§ Exercise instructions
Repeat the listing in full, preserving every character.
- Opening Delimiter -
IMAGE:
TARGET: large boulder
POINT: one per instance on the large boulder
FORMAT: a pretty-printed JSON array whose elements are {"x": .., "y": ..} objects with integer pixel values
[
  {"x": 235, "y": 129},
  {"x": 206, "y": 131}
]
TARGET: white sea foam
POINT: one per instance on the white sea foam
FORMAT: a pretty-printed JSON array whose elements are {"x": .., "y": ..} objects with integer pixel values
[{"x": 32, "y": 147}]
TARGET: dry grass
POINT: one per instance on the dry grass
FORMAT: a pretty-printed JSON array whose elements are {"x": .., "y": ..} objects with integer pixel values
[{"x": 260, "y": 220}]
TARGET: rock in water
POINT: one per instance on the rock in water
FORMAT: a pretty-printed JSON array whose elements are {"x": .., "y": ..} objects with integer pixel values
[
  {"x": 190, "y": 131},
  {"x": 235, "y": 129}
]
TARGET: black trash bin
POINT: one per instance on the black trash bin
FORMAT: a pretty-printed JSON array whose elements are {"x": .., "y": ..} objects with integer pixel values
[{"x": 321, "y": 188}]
- Closing Delimiter -
§ Exercise result
IMAGE:
TARGET: large boulder
POINT: one per instance on the large boulder
FORMAT: a pretty-printed JSON array whose elements are {"x": .., "y": ..} objects with integer pixel values
[
  {"x": 235, "y": 129},
  {"x": 206, "y": 131}
]
TARGET: white sea foam
POINT: one per instance on the white sea foam
FORMAT: a pretty-printed JSON array whose elements are {"x": .., "y": ..} objects with integer pixel values
[{"x": 32, "y": 147}]
TARGET: dry grass
POINT: one per instance on the dry grass
FORMAT: a pretty-printed JSON array whose elements are {"x": .., "y": ..} objects with integer pixel values
[{"x": 260, "y": 220}]
TARGET: rock in water
POINT: one per instance on the rock in water
FORMAT: a pretty-printed JSON array whose elements are {"x": .., "y": ..} objects with integer pixel values
[
  {"x": 190, "y": 131},
  {"x": 235, "y": 129}
]
TARGET: black trash bin
POINT: one per instance on the black trash bin
FORMAT: a pretty-printed JSON array whose elements are {"x": .., "y": ..} objects with integer pixel values
[{"x": 321, "y": 188}]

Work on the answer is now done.